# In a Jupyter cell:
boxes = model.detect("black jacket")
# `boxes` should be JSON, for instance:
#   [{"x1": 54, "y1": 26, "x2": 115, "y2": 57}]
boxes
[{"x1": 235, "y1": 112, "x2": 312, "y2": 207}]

* _Your objective_
Rewrite the listing above, swapping "jacket" for "coat" wherever it occurs and leaving everything else unchanged.

* _Exercise result_
# In a Jupyter cell:
boxes = model.detect("black coat")
# `boxes` should be JSON, for instance:
#   [{"x1": 54, "y1": 26, "x2": 115, "y2": 57}]
boxes
[{"x1": 235, "y1": 112, "x2": 312, "y2": 207}]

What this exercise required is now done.